Lista de tarefas -
- a) Quais organizações a reportagem sobre os idosos do campo menciona? Dê o nome completo de cada uma.
- b) Segundo a reportagem sobre os idosos do campo, em que assentamento mora Maria das Graças Galvão?

“Vou falar minha rotina. Levantei hoje às 5h, coei café, lavei as vasilhas sujas, cuidei das galinhas. Ai, depois, eu passo para a cozinha, cuido do café da manhã. Sempre observando tudo, porque mulher é mais observadora, observa onde a galinha está cantando, onde está botando o ovo, qual bicho ameaça a criação. Mulher faz não sei quantas utilidades por dia”.
Eram 11h da manhã quando Maria das Graças Galvão contava o que tinha feito até aquele momento. Ela detalhava o dia enquanto preparava o almoço para ela e o marido. A trabalhadora rural aposentada, de 71 anos de idade, conta que nunca deixou de trabalhar. Ela mora no assentamento Bananal, na zona rural do município de Peixe (TO) e é presidente do Sindicato dos Trabalhadores e Trabalhadoras Rurais da cidade.
“Em todos os lugares que a gente chega, eu ainda vejo uma grande falta de respeito com o idoso. Às vezes, até um olhar que a pessoa direciona a um idoso é discriminando”, diz. “Eu tenho 71 anos e eu realmente posso falar. Nós, idosos, somos carentes. O que aprendemos, o que temos de sabedoria, é realmente em cima das pancadas que a gente recebeu durante essa vida, criando família”.
Maria Galvão está entre as mais de 4,5 milhões de pessoas com 60 anos de idade ou mais que vivem nas áreas rurais do país, de acordo com o Anuário Estatístico da Agricultura Familiar 2023, da Confederação Nacional dos Trabalhadores na Agricultura (Contag), com dados do Departamento Intersindical de Estatística e Estudos Socioeconômicos (Dieese) e do Instituto Brasileiro de Geografia e Estatística (IBGE).
Assim como ela, 6,6 milhões de pessoas idosas estão aposentadas no campo por conta da idade. Pelas regras da aposentadoria rural, os homens podem se aposentar aos 60 anos de idade e as mulheres, aos 55 anos de idade. Mais de um quarto dessa população, 1,4 milhão, não têm nenhuma instrução ou têm menos de 1 ano de estudo e, a maioria, 2,6 milhões, são negras.
Considerada a população rural ativa, com 14 anos ou mais, a maioria, 87%, ganha até dois salários mínimos, o que equivale a R$ 2.640. Desses, 27% recebem menos de meio salário mínimo, ou seja, até R$ 660.

Dados extraídos de uma coleção -
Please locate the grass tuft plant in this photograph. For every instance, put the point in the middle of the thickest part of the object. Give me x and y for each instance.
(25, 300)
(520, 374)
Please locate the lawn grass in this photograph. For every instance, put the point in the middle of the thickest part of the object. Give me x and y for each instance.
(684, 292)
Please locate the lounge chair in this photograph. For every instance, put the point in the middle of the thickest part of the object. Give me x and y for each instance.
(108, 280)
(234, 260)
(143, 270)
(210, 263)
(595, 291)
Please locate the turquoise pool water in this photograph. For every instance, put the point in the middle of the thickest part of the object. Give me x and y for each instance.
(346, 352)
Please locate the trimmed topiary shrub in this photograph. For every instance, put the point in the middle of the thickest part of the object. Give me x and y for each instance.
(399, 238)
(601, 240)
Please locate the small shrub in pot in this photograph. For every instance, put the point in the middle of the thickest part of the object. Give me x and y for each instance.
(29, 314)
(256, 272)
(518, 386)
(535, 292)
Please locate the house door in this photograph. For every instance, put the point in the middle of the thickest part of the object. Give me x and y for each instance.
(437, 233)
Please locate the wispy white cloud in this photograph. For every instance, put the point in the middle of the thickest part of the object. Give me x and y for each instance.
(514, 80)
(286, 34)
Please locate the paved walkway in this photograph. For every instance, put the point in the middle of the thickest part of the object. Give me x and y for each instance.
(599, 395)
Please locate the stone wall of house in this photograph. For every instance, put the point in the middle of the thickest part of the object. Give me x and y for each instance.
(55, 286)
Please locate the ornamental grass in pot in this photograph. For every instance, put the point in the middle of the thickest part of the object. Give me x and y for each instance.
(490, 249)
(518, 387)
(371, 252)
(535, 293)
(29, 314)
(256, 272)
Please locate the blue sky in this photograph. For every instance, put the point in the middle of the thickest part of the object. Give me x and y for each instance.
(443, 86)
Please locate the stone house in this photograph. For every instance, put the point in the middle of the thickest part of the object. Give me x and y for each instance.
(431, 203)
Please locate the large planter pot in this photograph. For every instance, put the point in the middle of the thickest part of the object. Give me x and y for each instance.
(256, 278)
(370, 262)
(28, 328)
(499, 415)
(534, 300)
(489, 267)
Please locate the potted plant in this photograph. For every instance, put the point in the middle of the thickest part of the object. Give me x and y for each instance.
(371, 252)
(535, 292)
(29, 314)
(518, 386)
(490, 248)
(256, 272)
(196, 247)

Respostas em ordem -
- a)
Sindicato dos Trabalhadores e Trabalhadoras Rurais de Peixe
Confederação Nacional dos Trabalhadores na Agricultura (Contag)
Departamento Intersindical de Estatística e Estudos Socioeconômicos (Dieese)
Instituto Brasileiro de Geografia e Estatística (IBGE)

- b) Ela mora no assentamento Bananal, na zona rural do município de Peixe (TO).